→ **What to do**: Please count the lines in the records below that contain the string "soil" and reply with only that number.

>> START Input for this task

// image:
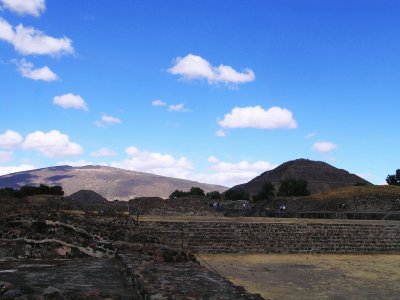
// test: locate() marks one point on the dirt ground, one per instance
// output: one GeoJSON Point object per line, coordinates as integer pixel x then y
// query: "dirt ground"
{"type": "Point", "coordinates": [300, 276]}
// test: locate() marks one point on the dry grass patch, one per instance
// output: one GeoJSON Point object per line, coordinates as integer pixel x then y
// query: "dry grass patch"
{"type": "Point", "coordinates": [300, 276]}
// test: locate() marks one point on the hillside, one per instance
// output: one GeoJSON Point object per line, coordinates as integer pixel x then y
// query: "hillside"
{"type": "Point", "coordinates": [111, 183]}
{"type": "Point", "coordinates": [320, 176]}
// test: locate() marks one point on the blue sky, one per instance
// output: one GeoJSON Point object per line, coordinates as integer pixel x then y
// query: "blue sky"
{"type": "Point", "coordinates": [213, 91]}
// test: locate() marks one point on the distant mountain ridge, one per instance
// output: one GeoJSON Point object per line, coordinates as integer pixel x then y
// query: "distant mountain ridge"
{"type": "Point", "coordinates": [321, 177]}
{"type": "Point", "coordinates": [111, 183]}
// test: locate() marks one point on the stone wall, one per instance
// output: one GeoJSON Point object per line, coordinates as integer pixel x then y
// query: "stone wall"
{"type": "Point", "coordinates": [233, 237]}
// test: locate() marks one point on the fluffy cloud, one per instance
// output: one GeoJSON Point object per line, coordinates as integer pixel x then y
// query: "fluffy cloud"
{"type": "Point", "coordinates": [78, 163]}
{"type": "Point", "coordinates": [14, 169]}
{"type": "Point", "coordinates": [103, 152]}
{"type": "Point", "coordinates": [30, 41]}
{"type": "Point", "coordinates": [323, 147]}
{"type": "Point", "coordinates": [178, 108]}
{"type": "Point", "coordinates": [192, 67]}
{"type": "Point", "coordinates": [310, 135]}
{"type": "Point", "coordinates": [230, 174]}
{"type": "Point", "coordinates": [257, 117]}
{"type": "Point", "coordinates": [25, 7]}
{"type": "Point", "coordinates": [107, 120]}
{"type": "Point", "coordinates": [158, 102]}
{"type": "Point", "coordinates": [220, 133]}
{"type": "Point", "coordinates": [51, 144]}
{"type": "Point", "coordinates": [5, 156]}
{"type": "Point", "coordinates": [10, 139]}
{"type": "Point", "coordinates": [154, 162]}
{"type": "Point", "coordinates": [26, 69]}
{"type": "Point", "coordinates": [70, 101]}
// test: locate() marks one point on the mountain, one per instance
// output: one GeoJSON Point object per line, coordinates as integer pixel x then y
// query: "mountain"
{"type": "Point", "coordinates": [111, 183]}
{"type": "Point", "coordinates": [320, 176]}
{"type": "Point", "coordinates": [87, 196]}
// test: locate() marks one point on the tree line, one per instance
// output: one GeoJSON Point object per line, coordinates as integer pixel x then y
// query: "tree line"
{"type": "Point", "coordinates": [288, 187]}
{"type": "Point", "coordinates": [32, 190]}
{"type": "Point", "coordinates": [394, 179]}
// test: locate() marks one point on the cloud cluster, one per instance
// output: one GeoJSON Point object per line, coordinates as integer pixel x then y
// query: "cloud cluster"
{"type": "Point", "coordinates": [14, 169]}
{"type": "Point", "coordinates": [30, 41]}
{"type": "Point", "coordinates": [178, 108]}
{"type": "Point", "coordinates": [323, 147]}
{"type": "Point", "coordinates": [27, 70]}
{"type": "Point", "coordinates": [220, 133]}
{"type": "Point", "coordinates": [230, 174]}
{"type": "Point", "coordinates": [25, 7]}
{"type": "Point", "coordinates": [257, 117]}
{"type": "Point", "coordinates": [51, 144]}
{"type": "Point", "coordinates": [154, 162]}
{"type": "Point", "coordinates": [10, 139]}
{"type": "Point", "coordinates": [192, 67]}
{"type": "Point", "coordinates": [6, 156]}
{"type": "Point", "coordinates": [103, 152]}
{"type": "Point", "coordinates": [70, 101]}
{"type": "Point", "coordinates": [172, 107]}
{"type": "Point", "coordinates": [107, 120]}
{"type": "Point", "coordinates": [158, 102]}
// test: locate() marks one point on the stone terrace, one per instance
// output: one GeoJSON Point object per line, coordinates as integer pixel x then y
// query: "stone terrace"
{"type": "Point", "coordinates": [255, 235]}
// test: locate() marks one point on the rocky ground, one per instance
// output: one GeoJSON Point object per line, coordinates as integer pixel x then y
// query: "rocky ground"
{"type": "Point", "coordinates": [46, 253]}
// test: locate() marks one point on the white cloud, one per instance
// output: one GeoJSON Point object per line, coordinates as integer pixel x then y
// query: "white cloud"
{"type": "Point", "coordinates": [107, 120]}
{"type": "Point", "coordinates": [310, 135]}
{"type": "Point", "coordinates": [51, 144]}
{"type": "Point", "coordinates": [10, 139]}
{"type": "Point", "coordinates": [178, 108]}
{"type": "Point", "coordinates": [6, 156]}
{"type": "Point", "coordinates": [230, 174]}
{"type": "Point", "coordinates": [77, 163]}
{"type": "Point", "coordinates": [257, 117]}
{"type": "Point", "coordinates": [220, 133]}
{"type": "Point", "coordinates": [323, 147]}
{"type": "Point", "coordinates": [26, 69]}
{"type": "Point", "coordinates": [70, 101]}
{"type": "Point", "coordinates": [154, 162]}
{"type": "Point", "coordinates": [30, 41]}
{"type": "Point", "coordinates": [13, 169]}
{"type": "Point", "coordinates": [192, 67]}
{"type": "Point", "coordinates": [25, 7]}
{"type": "Point", "coordinates": [103, 152]}
{"type": "Point", "coordinates": [158, 102]}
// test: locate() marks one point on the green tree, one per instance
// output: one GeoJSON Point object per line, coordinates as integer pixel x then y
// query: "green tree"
{"type": "Point", "coordinates": [293, 187]}
{"type": "Point", "coordinates": [267, 191]}
{"type": "Point", "coordinates": [214, 195]}
{"type": "Point", "coordinates": [394, 179]}
{"type": "Point", "coordinates": [196, 191]}
{"type": "Point", "coordinates": [177, 194]}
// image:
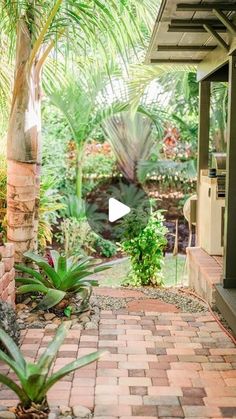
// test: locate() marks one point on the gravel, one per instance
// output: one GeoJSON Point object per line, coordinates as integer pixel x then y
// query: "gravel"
{"type": "Point", "coordinates": [171, 296]}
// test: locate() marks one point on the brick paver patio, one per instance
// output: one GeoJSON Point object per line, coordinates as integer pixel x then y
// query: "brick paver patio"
{"type": "Point", "coordinates": [162, 365]}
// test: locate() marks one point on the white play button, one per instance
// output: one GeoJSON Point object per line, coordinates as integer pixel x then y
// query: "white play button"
{"type": "Point", "coordinates": [117, 210]}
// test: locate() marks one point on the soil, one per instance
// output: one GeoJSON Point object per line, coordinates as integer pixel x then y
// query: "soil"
{"type": "Point", "coordinates": [171, 202]}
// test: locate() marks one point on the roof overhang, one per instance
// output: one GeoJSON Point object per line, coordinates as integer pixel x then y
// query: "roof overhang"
{"type": "Point", "coordinates": [195, 32]}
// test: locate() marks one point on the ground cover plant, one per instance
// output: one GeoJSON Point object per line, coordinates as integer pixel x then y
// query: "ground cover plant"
{"type": "Point", "coordinates": [36, 379]}
{"type": "Point", "coordinates": [59, 279]}
{"type": "Point", "coordinates": [145, 244]}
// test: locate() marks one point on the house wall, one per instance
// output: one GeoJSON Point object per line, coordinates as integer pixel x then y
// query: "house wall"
{"type": "Point", "coordinates": [7, 273]}
{"type": "Point", "coordinates": [204, 273]}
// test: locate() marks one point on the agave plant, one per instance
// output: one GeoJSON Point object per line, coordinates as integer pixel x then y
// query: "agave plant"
{"type": "Point", "coordinates": [35, 379]}
{"type": "Point", "coordinates": [80, 210]}
{"type": "Point", "coordinates": [58, 278]}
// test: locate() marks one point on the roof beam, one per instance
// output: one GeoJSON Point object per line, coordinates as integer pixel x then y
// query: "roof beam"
{"type": "Point", "coordinates": [205, 7]}
{"type": "Point", "coordinates": [220, 41]}
{"type": "Point", "coordinates": [190, 22]}
{"type": "Point", "coordinates": [225, 20]}
{"type": "Point", "coordinates": [174, 61]}
{"type": "Point", "coordinates": [194, 28]}
{"type": "Point", "coordinates": [194, 48]}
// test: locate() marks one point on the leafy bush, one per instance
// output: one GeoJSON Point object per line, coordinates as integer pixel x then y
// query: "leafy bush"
{"type": "Point", "coordinates": [99, 165]}
{"type": "Point", "coordinates": [49, 205]}
{"type": "Point", "coordinates": [105, 247]}
{"type": "Point", "coordinates": [35, 379]}
{"type": "Point", "coordinates": [59, 277]}
{"type": "Point", "coordinates": [8, 322]}
{"type": "Point", "coordinates": [144, 244]}
{"type": "Point", "coordinates": [79, 209]}
{"type": "Point", "coordinates": [76, 237]}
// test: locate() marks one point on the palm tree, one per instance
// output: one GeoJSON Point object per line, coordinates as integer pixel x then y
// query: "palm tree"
{"type": "Point", "coordinates": [33, 30]}
{"type": "Point", "coordinates": [82, 103]}
{"type": "Point", "coordinates": [132, 140]}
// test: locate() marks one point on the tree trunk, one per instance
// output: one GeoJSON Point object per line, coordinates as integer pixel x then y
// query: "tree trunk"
{"type": "Point", "coordinates": [24, 149]}
{"type": "Point", "coordinates": [79, 172]}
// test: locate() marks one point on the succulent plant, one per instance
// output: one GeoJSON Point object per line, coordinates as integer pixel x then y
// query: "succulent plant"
{"type": "Point", "coordinates": [8, 322]}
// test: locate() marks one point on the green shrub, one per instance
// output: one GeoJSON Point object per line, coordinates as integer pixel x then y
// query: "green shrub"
{"type": "Point", "coordinates": [99, 165]}
{"type": "Point", "coordinates": [105, 247]}
{"type": "Point", "coordinates": [58, 278]}
{"type": "Point", "coordinates": [35, 379]}
{"type": "Point", "coordinates": [145, 245]}
{"type": "Point", "coordinates": [8, 322]}
{"type": "Point", "coordinates": [76, 237]}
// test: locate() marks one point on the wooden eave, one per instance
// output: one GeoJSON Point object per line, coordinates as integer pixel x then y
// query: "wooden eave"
{"type": "Point", "coordinates": [195, 32]}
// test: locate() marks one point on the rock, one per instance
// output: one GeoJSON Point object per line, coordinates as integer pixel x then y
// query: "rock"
{"type": "Point", "coordinates": [65, 410]}
{"type": "Point", "coordinates": [7, 415]}
{"type": "Point", "coordinates": [81, 412]}
{"type": "Point", "coordinates": [77, 326]}
{"type": "Point", "coordinates": [27, 301]}
{"type": "Point", "coordinates": [84, 319]}
{"type": "Point", "coordinates": [49, 316]}
{"type": "Point", "coordinates": [32, 318]}
{"type": "Point", "coordinates": [91, 325]}
{"type": "Point", "coordinates": [51, 326]}
{"type": "Point", "coordinates": [20, 307]}
{"type": "Point", "coordinates": [37, 325]}
{"type": "Point", "coordinates": [57, 321]}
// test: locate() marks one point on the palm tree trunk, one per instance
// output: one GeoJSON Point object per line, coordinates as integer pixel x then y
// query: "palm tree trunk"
{"type": "Point", "coordinates": [23, 149]}
{"type": "Point", "coordinates": [79, 172]}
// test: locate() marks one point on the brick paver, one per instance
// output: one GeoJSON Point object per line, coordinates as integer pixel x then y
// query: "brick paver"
{"type": "Point", "coordinates": [159, 365]}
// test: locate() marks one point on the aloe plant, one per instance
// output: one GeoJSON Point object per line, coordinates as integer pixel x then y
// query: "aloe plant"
{"type": "Point", "coordinates": [35, 379]}
{"type": "Point", "coordinates": [59, 278]}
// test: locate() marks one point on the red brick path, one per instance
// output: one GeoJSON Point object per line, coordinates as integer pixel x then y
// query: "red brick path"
{"type": "Point", "coordinates": [168, 365]}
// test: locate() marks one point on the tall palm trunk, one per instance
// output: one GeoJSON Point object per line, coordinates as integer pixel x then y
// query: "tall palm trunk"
{"type": "Point", "coordinates": [79, 171]}
{"type": "Point", "coordinates": [23, 148]}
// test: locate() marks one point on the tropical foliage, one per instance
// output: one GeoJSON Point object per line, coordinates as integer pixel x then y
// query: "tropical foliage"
{"type": "Point", "coordinates": [144, 240]}
{"type": "Point", "coordinates": [59, 277]}
{"type": "Point", "coordinates": [36, 379]}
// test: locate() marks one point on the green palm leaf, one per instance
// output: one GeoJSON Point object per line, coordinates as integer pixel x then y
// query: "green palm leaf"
{"type": "Point", "coordinates": [79, 363]}
{"type": "Point", "coordinates": [52, 298]}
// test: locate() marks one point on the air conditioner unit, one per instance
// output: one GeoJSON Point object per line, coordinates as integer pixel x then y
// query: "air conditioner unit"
{"type": "Point", "coordinates": [211, 207]}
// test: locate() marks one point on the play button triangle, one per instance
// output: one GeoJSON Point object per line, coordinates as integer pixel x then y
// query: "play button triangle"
{"type": "Point", "coordinates": [117, 210]}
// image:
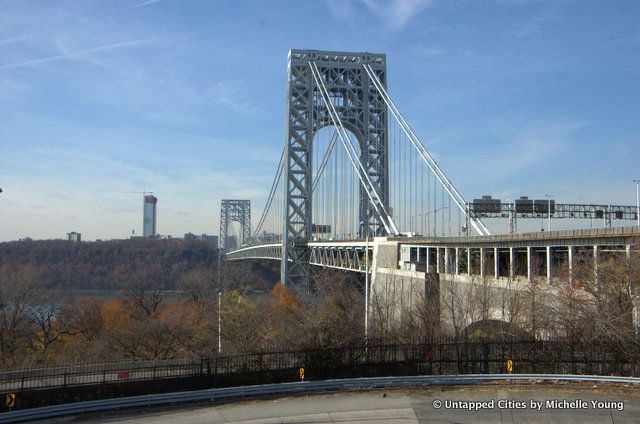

>> END Input for this task

→ **Result for this task**: 2